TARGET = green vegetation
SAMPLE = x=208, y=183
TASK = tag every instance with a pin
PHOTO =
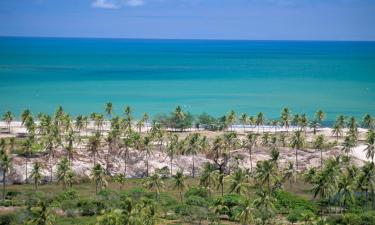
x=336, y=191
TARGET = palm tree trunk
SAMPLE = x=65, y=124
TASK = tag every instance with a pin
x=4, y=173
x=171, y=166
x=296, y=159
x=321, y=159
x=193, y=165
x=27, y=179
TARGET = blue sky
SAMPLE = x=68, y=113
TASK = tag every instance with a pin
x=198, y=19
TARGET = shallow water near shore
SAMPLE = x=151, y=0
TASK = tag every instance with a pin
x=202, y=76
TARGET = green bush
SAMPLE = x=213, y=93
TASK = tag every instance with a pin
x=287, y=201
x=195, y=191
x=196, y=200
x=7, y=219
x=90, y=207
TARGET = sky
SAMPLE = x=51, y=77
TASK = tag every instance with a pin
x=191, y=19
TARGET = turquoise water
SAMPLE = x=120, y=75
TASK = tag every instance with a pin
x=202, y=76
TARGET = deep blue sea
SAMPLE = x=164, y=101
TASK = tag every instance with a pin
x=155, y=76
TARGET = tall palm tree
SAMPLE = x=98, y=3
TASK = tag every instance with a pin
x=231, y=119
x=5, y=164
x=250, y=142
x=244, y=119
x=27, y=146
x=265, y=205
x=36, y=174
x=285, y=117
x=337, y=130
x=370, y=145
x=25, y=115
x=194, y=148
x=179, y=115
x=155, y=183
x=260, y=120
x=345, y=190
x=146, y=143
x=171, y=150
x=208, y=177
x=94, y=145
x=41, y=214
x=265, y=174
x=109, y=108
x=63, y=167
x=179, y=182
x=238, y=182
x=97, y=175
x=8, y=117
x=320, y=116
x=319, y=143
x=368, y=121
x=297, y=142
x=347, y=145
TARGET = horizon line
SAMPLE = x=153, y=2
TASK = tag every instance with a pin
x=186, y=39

--

* [Exercise instructions] Copy everything from the line containing "TARGET = green bush" down to the line containing "x=155, y=76", changing "turquoise" to "teal" and leaving every other word as it stands.

* [Response below]
TARGET = green bush
SAMPLE = x=213, y=93
TASK = tag every instance with a pin
x=287, y=201
x=195, y=191
x=196, y=200
x=7, y=219
x=90, y=207
TARGET = sky
SAMPLE = x=51, y=77
TASK = tag every instance with a pin
x=191, y=19
TARGET = teal water
SAMPLE = x=120, y=75
TASK = tag every instance with a pin
x=202, y=76
TARGET = deep blue sea
SAMPLE = x=164, y=101
TASK = tag every instance with a pin
x=155, y=76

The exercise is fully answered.